==== Records to process ====

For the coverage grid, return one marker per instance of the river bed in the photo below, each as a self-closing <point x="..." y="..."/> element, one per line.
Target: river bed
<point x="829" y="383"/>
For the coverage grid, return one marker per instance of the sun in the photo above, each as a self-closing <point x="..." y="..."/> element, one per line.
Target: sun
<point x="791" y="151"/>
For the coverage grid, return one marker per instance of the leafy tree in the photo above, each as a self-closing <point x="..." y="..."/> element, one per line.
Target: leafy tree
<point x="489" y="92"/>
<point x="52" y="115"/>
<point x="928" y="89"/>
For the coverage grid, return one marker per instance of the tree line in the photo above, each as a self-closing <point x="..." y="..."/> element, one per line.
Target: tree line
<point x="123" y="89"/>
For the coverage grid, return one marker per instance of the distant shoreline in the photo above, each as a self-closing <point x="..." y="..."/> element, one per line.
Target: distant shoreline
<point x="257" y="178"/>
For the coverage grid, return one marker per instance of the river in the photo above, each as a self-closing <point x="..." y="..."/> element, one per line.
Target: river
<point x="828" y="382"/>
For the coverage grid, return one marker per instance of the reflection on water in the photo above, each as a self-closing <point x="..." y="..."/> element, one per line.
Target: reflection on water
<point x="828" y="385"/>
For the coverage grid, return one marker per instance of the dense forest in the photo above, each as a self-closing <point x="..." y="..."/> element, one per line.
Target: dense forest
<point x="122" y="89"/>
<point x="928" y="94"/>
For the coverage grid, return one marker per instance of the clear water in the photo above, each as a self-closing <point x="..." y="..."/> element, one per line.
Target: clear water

====

Rewrite the records, replacing every "coverage grid" with "survey map" and leaving everything else unchanged.

For the survey map, return one marker per instance of the river bed in the photo below, each as a self-closing <point x="..." y="..."/> element, one per line.
Target: river bed
<point x="829" y="383"/>
For the survey map, return one marker per instance of the sun in the photo above, each as a self-closing <point x="..." y="..."/> element, one per line.
Target: sun
<point x="791" y="151"/>
For the survey map, return one marker per instance of the leafy tree in the photo above, each as a self-closing <point x="..." y="..."/> element, one per line.
Target: leafy tree
<point x="489" y="92"/>
<point x="52" y="115"/>
<point x="928" y="89"/>
For the survey map, return one marker per instance of the tree line in the photo above, each as a self-closing <point x="..." y="..."/> element, one per line.
Target: tree line
<point x="123" y="89"/>
For the survey map, return one marker per instance of the distant shoreline in the photo above, each as a self-closing <point x="..." y="..."/> element, one per line.
Target: distant shoreline
<point x="257" y="178"/>
For the survey map, return one marker per instance of the river in the photo above, each as a self-closing <point x="..." y="..."/> element, one per line.
Target: river
<point x="828" y="382"/>
For the survey map, return one marker per instance of the reflection on water in the photo above, each as a self-closing <point x="..." y="..."/> element, one per line.
Target: reflection on water
<point x="828" y="385"/>
For the survey map, return one marker per instance of the dense forest in the photo above, each as a self-closing <point x="..." y="..."/> element, one per line.
Target: dense forest
<point x="122" y="89"/>
<point x="928" y="94"/>
For the survey map, return one marker per instance of the clear water in the photo above, each as a self-closing <point x="..." y="..."/> element, one per line.
Target: clear water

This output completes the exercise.